▽

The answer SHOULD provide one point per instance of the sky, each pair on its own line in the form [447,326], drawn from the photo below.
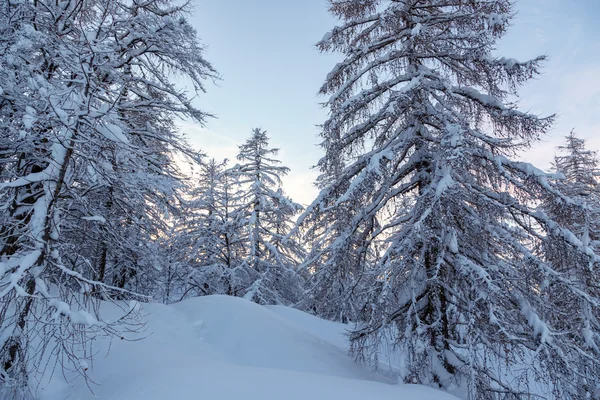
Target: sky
[271,71]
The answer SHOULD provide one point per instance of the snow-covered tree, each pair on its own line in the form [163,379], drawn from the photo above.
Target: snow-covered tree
[268,217]
[216,233]
[442,225]
[577,168]
[87,112]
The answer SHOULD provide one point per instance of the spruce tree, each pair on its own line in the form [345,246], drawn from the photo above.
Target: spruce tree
[442,227]
[268,214]
[87,110]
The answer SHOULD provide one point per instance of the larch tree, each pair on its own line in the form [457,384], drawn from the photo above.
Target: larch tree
[442,223]
[216,233]
[268,216]
[577,169]
[87,110]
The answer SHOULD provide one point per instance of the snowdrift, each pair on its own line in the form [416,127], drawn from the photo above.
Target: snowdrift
[220,347]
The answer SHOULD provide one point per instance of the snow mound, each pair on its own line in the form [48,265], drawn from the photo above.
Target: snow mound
[220,347]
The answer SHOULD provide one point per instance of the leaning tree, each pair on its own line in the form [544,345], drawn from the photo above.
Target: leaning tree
[442,223]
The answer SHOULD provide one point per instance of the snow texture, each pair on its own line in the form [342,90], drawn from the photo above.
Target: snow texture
[221,347]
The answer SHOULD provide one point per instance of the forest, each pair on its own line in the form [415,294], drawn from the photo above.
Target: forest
[431,239]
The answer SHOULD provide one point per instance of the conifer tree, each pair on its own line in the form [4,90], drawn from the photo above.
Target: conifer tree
[87,112]
[421,128]
[268,215]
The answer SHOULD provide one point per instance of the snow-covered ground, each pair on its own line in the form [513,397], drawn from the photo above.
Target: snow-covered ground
[220,347]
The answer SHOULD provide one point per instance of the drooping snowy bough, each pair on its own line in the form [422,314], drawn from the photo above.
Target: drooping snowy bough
[87,132]
[438,234]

△

Copy all of the material above word for word, leaving out the picture.

The answer SHOULD provide one point per instance of the sky, each pair on its own line in the form [447,326], drawn from the photo below.
Target: sky
[271,71]
The answer SHOULD provide one point per instance of the snow-covered tree, each pair on its own line in the form [163,379], drawn from the photo above.
Target: snow-covered tree
[268,217]
[216,233]
[442,225]
[577,168]
[87,112]
The answer SHOULD provide one point per instance of the spruce tree, each pair on its own line in the form [345,246], drawn from the photo above.
Target: spruce tree
[442,227]
[268,214]
[87,110]
The answer SHOULD provide one point per instance of the larch tree, each pair on its own line in the form [457,384], drawn from the photo above.
Target: larch tree
[442,223]
[216,233]
[268,216]
[577,169]
[87,110]
The answer SHOULD provide one point per instance of the snowdrift, each pair on its own line in the form [416,127], drawn from the photo above.
Target: snowdrift
[220,347]
The answer SHOULD provide one point per instance of the snow mound, each pair on its own line in the form [48,265], drawn from the photo above.
Target: snow mound
[220,347]
The answer SHOULD provide one point per instance of the leaning tree, each pair on its own line in the form [544,345], drawn from the photo above.
Target: leaning tree
[442,223]
The answer SHOULD provide one point per instance of the snow texture, each pair on its own line in the form [342,90], drawn from the photo above.
Target: snow texture
[221,347]
The answer SHOULD provide one point per instance of the forest, each pair on its own line in the form [415,294], drawn from the photo above.
Target: forest
[431,239]
The answer SHOULD provide one point per instance of the conifer tree, each pair on its own line in the form [4,90], drawn from the photo above.
Target: conifer tree
[87,112]
[421,128]
[268,215]
The answer SHOULD provide one point per instance of the snow-covered ground, each pair on its own line in the form [513,397], drawn from the photo above.
Target: snow-covered ground
[220,347]
The answer SHOULD provide one point per instance of the drooping snowy bough, each pair on its own line in the form [422,314], drawn from the photo above.
Target: drooping snowy bough
[87,132]
[438,234]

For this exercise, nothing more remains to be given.